■ Set of tasks ■
A. Answer these questions from the affiliate agreement excerpt, one answer per line, marked (i), (ii), (iii):
(i) Within how many days after the end of the month are commissions paid?
(ii) At minimum, how often will Express © deliver or make available a statement of its commission computations?
(iii) What must Affiliate obtain before using any other Express © intellectual property?
B. Quote the stretch of the affiliate agreement excerpt from "2.4. No less" through "of Net Revenue.".
C. Extend the affiliate agreement excerpt by writing what comes after its final sentence.

■ Reading text ■
2.2. Commissions will be computed monthly as of the last day of each calendar month and shall be paid within thirty (30) days following the end of the month.  Any returns, refunds, charge backs, and fraudulent payments of Paid Orders will be deducted or withheld from Affiliate’s commission payment.
2.3. Express © will NOT pay commissions on any transactions that are generated through a violation of this Agreement.
2.4. No less than monthly, Express © will deliver or make available, via Service Provider, a statement detailing the computations used by Express © in arriving at the commission of Net Revenue.

3. License:  
3.1.  Express © grants Affiliate a limited, non-exclusive, non-transferable, non-sublicensable right to maintain the Affiliate Link on Affiliate’s Website to the Express © Website, solely in accordance with the terms of this Agreement, from which Affiliate’s website visitors can order Express © services.  Additionally, Express © grants Affiliate a non-exclusive, non-transferable license to use certain Express © Marks for the sole purpose of selling Express © Products on the Affiliate Website.  Approved Express © Marks will be provided by the Service Provider or by Express © directly.  Affiliate shall not use any other Express © intellectual property without Express ©'s prior written consent.  Express © reserves all proprietary rights to these materials and may immediately revoke or adjust Affiliate’s license at any time upon written notice (including by email).

■ Provided records ■
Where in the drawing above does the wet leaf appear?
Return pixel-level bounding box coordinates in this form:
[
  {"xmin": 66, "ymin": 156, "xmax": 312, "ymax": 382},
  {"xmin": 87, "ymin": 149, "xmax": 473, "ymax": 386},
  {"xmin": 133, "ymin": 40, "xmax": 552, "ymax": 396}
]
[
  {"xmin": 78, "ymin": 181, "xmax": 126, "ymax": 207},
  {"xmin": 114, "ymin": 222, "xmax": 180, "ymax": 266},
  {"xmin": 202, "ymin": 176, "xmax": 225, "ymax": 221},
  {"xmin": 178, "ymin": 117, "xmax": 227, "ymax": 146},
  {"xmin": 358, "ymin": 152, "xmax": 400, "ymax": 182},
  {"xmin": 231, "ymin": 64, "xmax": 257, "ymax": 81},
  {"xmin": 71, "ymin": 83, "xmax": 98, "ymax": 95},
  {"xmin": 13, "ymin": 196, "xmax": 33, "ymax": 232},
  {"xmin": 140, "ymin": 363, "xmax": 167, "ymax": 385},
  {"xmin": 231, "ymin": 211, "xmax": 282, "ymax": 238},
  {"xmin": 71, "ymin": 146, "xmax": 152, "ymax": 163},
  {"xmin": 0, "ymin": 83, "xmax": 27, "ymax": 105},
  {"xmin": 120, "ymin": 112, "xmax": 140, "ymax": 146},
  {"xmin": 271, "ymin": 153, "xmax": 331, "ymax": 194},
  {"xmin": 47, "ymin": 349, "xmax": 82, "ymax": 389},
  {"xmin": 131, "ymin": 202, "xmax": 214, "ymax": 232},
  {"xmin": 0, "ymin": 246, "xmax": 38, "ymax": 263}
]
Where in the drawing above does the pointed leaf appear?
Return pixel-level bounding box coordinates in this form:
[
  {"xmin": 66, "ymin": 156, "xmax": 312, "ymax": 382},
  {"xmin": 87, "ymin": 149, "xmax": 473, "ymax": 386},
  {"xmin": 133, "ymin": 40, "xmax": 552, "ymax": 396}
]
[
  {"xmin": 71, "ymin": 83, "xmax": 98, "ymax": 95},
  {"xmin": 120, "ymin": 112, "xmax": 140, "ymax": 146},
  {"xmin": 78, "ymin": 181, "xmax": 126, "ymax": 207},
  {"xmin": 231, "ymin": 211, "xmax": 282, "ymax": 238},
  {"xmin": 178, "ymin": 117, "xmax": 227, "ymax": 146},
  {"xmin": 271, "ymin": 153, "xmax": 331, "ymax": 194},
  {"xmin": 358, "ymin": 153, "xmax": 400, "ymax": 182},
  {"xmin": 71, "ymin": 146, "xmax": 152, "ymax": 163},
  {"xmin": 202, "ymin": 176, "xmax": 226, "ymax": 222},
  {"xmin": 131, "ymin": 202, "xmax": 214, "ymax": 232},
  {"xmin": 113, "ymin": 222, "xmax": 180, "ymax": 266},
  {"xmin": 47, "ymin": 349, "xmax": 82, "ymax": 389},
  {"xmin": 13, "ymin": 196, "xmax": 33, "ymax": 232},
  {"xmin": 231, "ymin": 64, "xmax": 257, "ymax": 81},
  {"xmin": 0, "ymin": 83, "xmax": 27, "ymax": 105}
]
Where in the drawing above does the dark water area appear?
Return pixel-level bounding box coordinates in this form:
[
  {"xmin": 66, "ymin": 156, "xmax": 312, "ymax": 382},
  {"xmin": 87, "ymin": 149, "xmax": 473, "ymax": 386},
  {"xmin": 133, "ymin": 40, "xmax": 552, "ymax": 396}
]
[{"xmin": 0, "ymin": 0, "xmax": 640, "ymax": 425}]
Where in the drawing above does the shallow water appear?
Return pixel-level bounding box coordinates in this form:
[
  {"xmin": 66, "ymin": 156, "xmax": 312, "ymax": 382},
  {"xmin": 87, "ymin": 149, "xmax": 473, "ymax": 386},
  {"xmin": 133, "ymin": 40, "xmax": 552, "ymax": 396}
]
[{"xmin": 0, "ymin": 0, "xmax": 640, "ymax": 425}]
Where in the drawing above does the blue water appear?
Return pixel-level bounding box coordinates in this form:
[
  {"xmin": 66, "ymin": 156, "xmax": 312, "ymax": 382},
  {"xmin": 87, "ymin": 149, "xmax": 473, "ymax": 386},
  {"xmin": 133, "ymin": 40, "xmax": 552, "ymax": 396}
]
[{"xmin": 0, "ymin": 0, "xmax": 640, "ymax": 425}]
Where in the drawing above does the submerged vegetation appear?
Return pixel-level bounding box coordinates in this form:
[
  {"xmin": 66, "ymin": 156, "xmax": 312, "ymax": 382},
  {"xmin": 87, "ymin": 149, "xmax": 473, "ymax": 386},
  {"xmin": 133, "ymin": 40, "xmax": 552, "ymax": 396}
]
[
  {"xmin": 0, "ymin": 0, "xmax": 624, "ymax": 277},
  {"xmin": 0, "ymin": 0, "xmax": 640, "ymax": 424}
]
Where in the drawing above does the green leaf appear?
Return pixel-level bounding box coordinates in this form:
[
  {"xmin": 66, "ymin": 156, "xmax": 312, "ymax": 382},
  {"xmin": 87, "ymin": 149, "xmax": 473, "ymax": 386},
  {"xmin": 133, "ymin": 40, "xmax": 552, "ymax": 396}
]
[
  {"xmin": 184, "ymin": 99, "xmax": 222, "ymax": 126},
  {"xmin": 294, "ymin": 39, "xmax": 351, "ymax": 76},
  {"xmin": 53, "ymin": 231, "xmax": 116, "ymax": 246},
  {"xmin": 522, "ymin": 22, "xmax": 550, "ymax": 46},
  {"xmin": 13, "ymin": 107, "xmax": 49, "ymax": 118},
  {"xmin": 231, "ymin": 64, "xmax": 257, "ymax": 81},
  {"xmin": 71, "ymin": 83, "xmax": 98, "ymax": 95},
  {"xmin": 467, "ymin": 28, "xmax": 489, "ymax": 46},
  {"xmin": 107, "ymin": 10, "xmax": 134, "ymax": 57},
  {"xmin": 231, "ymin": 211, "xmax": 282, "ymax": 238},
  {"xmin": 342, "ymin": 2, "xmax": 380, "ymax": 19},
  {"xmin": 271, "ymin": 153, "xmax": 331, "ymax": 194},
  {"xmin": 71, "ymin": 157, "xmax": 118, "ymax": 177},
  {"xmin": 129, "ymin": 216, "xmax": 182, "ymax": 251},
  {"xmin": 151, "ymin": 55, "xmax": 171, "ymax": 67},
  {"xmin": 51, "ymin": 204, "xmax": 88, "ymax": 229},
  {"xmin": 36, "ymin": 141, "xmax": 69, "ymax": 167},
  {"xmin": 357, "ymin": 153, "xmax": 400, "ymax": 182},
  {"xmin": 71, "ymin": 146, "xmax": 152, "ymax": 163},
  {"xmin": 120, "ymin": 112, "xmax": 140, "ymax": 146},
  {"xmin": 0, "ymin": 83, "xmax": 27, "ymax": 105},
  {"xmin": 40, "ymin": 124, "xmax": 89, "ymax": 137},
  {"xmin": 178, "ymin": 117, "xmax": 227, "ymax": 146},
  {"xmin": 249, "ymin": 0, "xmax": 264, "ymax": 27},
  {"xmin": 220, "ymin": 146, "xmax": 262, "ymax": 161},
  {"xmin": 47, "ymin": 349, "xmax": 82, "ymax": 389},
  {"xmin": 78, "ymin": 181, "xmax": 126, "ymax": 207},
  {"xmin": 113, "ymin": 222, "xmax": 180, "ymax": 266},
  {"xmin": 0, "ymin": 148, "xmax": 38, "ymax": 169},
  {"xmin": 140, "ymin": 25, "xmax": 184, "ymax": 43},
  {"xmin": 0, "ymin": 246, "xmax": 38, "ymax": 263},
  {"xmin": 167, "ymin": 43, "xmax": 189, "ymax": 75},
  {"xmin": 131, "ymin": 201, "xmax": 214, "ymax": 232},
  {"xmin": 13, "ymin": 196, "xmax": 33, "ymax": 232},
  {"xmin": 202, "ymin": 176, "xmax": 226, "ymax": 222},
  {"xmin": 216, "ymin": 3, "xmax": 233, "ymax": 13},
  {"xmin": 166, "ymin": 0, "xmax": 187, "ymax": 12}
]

■ Results for the exercise ■
A.
(i) Thirty (30) days.
(ii) No less than monthly.
(iii) Express ©'s prior written consent.

B.
2.4. No less than monthly, Express © will deliver or make available, via Service Provider, a statement detailing the computations used by Express © in arriving at the commission of Net Revenue.

C.
3.2. The Express © Marks will not be used for any purpose or on any other media besides as stated in this Agreement or as Express © expressly approves, or has approved, in writing.
3.3. At any time, Express © may submit written requests to modify or exclude any Express © Mark from the Affiliate Website and Affiliate will use commercially reasonable efforts to immediately accommodate the request.
3.4. Under this Agreement, Affiliate grants Express © a non-exclusive license to utilize Affiliate IP and website, including but not limited to, design, computer software, and other components,  authorized by Affiliate in writing (including by email), for the sole purpose of advertising, marketing and promoting the Affiliate Program.  At any time, Affiliate may revoke or modify the licenses it has granted to Express © and Express © will use commercially reasonable efforts to immediately comply with such a revocation or modification, as the case may be.  Any advertising, marketing or promoting set forth in this provision, if any, shall be in Express ©’s sole and absolute discretion. 
3.5. Affiliate represents and warrants that (i) it shall have all necessary rights, licenses, permits and clearances to use Affiliate IP and to offer, sell and/or license the goods and services that are offered through the Affiliate IP and such will not violate any applicable laws or regulations or any third-party rights, (ii) the Affiliate IP does not violate or infringe any right of privacy, personality or publicity, trade secrets, patents, copyrights or trademarks under the laws of any governmental authority, domestic or foreign, or any other right of any third party; and (iii) the Affiliate IP shall not, by any method, misdirect or mislead Internet users.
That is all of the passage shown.